§ LISTED ENTRIES
----

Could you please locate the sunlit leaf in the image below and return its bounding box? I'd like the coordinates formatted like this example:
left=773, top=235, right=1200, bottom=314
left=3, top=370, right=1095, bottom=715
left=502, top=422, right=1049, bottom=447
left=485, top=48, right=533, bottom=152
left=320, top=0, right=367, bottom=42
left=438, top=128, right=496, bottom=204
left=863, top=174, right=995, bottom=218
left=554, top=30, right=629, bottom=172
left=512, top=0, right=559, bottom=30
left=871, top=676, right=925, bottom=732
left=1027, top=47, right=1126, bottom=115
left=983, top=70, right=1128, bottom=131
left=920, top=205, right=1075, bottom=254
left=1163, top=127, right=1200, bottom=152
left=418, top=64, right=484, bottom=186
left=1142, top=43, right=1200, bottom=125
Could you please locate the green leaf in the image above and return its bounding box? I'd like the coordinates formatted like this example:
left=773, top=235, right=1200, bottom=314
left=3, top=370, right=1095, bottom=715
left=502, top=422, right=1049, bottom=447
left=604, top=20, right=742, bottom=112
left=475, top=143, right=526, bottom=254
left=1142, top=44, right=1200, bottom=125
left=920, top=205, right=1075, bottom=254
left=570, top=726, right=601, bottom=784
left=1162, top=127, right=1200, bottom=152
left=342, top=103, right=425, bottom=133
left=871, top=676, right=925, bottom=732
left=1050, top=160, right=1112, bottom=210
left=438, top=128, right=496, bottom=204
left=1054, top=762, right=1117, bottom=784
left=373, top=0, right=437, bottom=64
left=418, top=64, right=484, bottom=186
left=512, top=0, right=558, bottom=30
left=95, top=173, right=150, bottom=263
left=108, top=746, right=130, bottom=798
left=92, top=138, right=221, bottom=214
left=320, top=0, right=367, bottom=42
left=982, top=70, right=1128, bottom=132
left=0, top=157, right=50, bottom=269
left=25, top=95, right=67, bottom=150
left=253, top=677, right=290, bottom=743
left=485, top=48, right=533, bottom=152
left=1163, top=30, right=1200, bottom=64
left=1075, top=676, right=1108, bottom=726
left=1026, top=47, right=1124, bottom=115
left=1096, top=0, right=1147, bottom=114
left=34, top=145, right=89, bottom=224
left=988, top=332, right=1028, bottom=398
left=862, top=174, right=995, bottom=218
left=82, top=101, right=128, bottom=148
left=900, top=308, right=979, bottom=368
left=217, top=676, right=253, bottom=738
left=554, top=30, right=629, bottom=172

----

§ INSTRUCTIONS FOR THE TASK
Please give the rows again from the beginning through the line containing "left=1027, top=47, right=1126, bottom=115", putting "shaded leaf" in place of "sunlit leaf" and changing nothing else.

§ TASK SOLUTION
Could you please locate the shaded leaf in the image below and return its bounding box? I'd like the coordinates formatted like this example:
left=773, top=235, right=1200, bottom=314
left=3, top=370, right=1095, bottom=715
left=502, top=422, right=1049, bottom=447
left=485, top=48, right=533, bottom=152
left=320, top=0, right=367, bottom=42
left=438, top=128, right=496, bottom=204
left=863, top=174, right=995, bottom=218
left=554, top=30, right=629, bottom=172
left=512, top=0, right=559, bottom=30
left=871, top=676, right=925, bottom=732
left=1027, top=47, right=1126, bottom=115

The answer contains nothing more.